▸ **The task**:
List every line in the data below that contains the word "green", and copy each such line in full. Case counts when matching.

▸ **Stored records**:
* Begin *
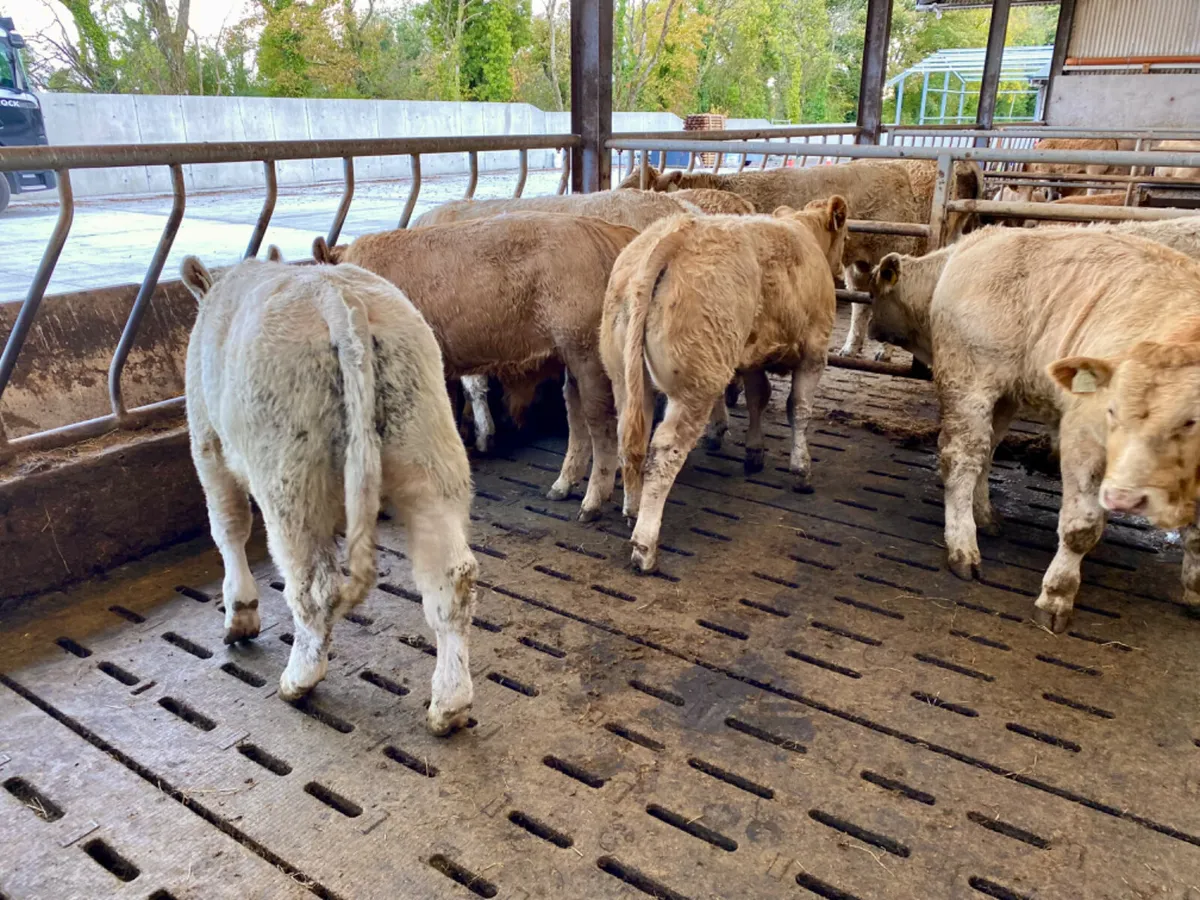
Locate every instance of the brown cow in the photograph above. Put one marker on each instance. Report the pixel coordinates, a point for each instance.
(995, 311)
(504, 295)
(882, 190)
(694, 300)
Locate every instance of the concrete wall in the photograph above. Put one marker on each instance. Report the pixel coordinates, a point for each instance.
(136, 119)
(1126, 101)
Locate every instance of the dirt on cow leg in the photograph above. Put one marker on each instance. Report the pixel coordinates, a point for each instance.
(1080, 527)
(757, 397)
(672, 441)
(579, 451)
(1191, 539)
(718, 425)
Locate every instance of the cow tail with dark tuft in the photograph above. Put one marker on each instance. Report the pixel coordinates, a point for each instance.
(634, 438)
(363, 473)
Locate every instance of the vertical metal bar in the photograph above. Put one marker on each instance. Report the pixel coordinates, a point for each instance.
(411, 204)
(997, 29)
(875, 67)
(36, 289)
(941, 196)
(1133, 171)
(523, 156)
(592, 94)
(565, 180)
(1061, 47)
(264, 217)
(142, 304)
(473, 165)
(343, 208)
* End *
* Begin *
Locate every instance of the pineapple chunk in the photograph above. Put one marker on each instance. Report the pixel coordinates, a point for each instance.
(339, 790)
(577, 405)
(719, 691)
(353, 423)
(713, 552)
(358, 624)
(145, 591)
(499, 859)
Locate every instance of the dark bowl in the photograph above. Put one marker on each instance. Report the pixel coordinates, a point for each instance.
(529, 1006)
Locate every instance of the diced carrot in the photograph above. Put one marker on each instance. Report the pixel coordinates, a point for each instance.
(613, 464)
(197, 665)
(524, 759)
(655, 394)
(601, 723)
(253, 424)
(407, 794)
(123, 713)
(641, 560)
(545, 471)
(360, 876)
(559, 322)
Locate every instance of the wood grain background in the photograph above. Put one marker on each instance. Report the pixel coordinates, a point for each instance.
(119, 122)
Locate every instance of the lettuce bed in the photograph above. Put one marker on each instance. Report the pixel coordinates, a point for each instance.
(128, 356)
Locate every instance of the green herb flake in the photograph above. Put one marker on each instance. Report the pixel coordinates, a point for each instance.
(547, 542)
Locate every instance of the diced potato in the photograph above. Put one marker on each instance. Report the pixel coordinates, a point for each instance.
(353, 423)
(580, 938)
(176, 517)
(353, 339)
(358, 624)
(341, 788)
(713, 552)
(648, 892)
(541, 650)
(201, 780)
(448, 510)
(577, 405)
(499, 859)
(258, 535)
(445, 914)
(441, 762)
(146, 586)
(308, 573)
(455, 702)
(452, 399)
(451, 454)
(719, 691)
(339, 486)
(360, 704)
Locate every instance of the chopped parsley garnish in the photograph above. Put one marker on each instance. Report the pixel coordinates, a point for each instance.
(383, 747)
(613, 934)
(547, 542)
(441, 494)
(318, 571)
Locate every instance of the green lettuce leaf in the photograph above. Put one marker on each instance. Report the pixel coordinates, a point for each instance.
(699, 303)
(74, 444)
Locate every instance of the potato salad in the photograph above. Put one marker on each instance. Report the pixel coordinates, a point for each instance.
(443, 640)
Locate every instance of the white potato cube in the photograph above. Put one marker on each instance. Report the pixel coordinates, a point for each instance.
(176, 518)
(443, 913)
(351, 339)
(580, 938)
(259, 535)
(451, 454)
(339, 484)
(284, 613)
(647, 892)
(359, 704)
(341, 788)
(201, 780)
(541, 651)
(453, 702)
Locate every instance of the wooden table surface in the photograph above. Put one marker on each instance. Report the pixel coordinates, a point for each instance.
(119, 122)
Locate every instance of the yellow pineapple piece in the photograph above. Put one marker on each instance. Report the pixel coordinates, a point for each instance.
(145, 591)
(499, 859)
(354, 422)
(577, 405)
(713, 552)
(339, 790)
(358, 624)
* End *
▸ **Complete answer**:
Locate every instance of the green herb flake in the photograph above. Put one marker on each instance. Report the pixel coordinates, a point for each instance.
Locate every instance of the green lettuce leaf in the photograph above. Put one marker on each instance. Report the pixel coordinates, a point for each instance.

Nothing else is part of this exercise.